Count how many of the lines below contain the word "white". Give only the number.

Labeled-object pointing lines
-- begin --

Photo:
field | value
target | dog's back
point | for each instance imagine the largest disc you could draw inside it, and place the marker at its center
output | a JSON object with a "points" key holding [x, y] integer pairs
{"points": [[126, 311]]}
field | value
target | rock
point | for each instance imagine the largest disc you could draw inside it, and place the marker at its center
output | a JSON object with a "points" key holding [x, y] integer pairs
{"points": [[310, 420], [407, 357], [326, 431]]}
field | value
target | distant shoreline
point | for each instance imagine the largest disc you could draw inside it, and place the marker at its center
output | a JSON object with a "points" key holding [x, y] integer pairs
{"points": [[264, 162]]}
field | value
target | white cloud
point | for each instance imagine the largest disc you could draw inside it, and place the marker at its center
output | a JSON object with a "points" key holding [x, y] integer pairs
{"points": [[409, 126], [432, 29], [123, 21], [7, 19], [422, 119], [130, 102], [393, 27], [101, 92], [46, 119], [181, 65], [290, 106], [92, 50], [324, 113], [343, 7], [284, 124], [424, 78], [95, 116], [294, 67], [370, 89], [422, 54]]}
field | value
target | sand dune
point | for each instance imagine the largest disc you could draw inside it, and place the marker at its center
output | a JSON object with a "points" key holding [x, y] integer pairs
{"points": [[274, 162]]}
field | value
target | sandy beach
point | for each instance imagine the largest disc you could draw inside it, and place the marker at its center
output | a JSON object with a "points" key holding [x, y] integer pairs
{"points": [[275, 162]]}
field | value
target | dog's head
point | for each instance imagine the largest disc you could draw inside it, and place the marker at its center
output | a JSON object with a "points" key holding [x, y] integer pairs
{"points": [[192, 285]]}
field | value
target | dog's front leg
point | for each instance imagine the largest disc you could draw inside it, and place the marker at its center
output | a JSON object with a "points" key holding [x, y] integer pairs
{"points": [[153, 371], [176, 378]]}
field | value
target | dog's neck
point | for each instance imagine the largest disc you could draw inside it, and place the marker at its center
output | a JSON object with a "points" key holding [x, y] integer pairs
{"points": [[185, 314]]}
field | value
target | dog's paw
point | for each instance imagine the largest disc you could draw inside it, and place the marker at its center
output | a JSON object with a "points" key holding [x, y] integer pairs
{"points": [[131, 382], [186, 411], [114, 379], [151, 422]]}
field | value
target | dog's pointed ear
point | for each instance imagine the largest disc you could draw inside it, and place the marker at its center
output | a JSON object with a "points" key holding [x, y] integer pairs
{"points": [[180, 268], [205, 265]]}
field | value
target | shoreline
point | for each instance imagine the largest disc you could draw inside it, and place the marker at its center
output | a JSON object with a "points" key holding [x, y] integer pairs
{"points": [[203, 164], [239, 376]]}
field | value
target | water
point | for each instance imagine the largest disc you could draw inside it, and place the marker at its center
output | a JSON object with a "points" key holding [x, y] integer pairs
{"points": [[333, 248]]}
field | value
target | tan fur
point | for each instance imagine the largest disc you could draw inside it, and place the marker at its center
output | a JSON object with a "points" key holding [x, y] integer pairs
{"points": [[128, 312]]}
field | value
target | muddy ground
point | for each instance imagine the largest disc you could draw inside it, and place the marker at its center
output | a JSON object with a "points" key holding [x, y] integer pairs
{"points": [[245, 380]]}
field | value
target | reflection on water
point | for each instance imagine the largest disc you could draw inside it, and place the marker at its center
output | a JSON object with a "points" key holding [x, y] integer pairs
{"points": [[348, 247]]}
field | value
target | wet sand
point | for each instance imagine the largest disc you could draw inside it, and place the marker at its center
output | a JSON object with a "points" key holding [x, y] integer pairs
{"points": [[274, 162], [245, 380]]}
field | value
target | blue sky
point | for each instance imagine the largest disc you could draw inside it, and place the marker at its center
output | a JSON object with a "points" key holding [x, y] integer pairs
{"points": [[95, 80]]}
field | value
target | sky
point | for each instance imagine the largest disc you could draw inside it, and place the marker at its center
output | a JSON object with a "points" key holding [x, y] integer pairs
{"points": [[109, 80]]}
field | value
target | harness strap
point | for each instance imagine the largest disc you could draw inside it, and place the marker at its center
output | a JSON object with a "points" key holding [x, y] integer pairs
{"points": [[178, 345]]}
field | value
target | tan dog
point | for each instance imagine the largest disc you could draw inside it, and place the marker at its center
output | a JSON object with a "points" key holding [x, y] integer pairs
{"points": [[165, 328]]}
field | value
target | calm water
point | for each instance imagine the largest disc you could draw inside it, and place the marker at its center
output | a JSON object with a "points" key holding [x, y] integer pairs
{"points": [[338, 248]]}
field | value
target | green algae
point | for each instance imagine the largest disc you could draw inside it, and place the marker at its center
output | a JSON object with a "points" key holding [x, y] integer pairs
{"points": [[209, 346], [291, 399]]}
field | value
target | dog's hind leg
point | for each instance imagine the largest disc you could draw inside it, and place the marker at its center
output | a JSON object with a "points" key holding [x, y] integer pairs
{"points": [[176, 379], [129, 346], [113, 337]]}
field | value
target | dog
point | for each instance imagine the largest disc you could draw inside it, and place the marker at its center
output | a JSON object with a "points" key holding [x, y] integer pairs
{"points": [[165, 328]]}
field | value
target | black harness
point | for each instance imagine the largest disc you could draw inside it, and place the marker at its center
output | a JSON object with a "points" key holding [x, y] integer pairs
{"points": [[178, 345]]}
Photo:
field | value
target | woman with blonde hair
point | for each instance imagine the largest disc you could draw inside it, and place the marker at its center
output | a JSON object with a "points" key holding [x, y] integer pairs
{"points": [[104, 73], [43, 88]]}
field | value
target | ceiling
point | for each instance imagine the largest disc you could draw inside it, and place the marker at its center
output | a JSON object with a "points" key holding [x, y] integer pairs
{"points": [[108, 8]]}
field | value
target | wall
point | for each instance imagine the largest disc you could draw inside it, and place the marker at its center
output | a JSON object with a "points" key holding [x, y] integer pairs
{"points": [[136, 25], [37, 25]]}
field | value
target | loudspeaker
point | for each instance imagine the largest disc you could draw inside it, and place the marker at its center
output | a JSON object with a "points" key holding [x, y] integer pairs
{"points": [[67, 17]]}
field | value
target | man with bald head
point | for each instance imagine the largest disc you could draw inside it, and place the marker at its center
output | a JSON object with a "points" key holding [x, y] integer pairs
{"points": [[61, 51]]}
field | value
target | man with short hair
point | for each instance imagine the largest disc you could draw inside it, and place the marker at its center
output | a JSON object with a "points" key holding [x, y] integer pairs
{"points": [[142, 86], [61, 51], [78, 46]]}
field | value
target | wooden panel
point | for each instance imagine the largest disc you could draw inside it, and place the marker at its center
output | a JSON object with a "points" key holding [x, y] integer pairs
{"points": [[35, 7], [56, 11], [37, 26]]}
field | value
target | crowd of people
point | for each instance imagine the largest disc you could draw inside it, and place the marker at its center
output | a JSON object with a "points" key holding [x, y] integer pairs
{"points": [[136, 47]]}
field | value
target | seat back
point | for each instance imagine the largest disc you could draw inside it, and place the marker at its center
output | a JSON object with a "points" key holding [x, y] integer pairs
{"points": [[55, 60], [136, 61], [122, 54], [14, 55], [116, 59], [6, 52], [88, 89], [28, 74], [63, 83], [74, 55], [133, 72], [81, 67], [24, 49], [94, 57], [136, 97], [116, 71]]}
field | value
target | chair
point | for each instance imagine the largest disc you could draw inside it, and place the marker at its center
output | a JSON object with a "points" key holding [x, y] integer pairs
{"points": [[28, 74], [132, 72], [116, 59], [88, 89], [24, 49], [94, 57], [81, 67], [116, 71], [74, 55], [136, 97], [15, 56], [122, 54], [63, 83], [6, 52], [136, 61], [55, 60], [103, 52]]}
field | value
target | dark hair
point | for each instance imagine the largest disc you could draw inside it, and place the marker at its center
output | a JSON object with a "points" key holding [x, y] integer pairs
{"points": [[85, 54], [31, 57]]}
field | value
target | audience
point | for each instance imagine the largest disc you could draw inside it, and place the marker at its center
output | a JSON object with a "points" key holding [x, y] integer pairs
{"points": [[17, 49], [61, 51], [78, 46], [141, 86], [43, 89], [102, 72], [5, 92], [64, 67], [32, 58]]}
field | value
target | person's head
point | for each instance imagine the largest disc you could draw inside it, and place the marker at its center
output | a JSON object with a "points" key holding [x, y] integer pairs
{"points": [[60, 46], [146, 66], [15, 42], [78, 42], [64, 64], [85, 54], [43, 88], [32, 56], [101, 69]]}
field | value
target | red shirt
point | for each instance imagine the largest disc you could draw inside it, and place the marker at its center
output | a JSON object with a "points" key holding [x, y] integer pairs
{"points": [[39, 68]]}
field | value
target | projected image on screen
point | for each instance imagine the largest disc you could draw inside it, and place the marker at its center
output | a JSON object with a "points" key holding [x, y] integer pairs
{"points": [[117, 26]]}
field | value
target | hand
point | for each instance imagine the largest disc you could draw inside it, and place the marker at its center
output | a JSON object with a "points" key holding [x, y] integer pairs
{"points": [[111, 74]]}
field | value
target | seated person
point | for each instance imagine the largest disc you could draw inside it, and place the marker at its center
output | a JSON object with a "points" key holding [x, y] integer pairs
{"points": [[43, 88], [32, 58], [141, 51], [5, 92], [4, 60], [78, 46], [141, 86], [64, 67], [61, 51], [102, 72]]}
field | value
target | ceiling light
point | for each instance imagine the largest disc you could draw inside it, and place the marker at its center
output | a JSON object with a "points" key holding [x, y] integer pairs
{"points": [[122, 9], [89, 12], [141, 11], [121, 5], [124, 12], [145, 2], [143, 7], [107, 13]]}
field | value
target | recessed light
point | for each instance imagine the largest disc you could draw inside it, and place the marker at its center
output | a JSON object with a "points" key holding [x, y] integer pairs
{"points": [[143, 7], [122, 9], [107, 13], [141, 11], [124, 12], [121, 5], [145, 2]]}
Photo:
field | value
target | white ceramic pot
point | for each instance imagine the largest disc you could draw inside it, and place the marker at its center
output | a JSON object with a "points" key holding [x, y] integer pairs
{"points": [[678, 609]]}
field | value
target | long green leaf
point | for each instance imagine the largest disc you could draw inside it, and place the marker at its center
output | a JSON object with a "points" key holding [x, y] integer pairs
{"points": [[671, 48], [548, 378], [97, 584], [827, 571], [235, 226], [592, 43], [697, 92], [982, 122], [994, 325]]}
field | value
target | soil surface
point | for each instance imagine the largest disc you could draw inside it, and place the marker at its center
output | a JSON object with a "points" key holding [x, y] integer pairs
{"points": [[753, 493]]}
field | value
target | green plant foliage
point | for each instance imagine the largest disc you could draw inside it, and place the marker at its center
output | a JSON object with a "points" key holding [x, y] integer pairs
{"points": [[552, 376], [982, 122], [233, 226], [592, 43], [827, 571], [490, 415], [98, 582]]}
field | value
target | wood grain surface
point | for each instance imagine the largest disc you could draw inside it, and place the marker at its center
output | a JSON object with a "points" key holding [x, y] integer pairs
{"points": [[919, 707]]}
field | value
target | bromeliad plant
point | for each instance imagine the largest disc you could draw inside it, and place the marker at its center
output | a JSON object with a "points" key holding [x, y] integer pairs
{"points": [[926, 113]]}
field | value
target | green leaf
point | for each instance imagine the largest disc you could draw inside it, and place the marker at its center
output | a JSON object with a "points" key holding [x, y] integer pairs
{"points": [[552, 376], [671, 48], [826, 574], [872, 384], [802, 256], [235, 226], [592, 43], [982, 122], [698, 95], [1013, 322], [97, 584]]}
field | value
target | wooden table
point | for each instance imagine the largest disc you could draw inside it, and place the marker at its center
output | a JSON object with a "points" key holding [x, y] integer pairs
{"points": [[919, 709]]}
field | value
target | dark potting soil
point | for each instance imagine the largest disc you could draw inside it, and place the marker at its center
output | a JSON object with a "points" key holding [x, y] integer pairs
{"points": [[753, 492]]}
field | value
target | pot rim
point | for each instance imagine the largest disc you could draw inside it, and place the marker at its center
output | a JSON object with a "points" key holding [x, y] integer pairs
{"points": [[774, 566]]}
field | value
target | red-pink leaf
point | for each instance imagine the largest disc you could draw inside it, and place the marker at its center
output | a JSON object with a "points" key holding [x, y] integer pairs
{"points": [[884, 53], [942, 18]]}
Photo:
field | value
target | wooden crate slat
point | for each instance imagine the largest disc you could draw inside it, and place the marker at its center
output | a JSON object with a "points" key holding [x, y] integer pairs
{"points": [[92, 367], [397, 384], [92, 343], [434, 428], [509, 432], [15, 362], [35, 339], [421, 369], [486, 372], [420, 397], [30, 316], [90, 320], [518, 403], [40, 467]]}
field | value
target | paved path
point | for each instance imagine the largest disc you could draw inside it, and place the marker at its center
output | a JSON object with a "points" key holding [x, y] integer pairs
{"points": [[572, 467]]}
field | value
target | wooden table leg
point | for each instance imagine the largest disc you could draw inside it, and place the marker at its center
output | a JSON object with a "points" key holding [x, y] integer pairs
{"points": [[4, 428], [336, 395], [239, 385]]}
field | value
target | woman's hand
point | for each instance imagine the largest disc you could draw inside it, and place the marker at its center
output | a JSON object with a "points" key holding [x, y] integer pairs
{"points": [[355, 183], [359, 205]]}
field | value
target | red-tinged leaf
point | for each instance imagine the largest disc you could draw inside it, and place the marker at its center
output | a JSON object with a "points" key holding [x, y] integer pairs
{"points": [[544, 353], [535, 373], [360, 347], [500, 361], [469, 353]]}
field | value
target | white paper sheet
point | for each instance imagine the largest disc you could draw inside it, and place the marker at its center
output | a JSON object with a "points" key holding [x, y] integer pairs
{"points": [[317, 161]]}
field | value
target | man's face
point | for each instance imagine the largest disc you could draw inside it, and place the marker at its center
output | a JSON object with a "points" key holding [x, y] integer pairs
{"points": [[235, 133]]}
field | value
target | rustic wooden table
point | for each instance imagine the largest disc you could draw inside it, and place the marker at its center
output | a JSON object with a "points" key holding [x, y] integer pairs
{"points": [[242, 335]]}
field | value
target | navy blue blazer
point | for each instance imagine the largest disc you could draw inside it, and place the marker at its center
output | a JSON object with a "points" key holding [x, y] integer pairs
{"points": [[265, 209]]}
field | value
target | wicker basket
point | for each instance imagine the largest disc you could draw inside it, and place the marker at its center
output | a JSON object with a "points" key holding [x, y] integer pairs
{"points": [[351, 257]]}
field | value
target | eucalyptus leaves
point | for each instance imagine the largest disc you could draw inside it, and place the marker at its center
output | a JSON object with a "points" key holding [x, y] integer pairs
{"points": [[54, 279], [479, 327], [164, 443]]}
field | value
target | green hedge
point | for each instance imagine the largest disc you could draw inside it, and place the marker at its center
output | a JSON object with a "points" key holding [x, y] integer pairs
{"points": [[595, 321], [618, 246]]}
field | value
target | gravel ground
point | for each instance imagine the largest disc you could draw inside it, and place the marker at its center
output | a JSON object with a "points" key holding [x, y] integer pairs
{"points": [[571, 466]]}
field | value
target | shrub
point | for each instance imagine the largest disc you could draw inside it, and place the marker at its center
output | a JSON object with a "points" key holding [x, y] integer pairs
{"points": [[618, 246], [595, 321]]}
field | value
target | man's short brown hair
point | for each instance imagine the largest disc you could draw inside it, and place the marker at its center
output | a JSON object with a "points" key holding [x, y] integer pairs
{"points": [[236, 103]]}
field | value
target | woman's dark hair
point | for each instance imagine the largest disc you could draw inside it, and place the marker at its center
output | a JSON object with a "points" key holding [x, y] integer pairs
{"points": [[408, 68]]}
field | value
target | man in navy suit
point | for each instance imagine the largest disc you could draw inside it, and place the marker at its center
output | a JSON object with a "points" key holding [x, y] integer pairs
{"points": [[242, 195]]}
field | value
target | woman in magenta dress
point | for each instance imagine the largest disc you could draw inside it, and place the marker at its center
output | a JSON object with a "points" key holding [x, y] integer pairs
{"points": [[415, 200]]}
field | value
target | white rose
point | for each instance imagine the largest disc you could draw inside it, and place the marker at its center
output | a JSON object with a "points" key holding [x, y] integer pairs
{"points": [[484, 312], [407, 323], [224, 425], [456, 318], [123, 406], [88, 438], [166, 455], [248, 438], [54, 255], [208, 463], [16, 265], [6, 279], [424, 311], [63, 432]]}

-- end --

(THE SOLUTION): 4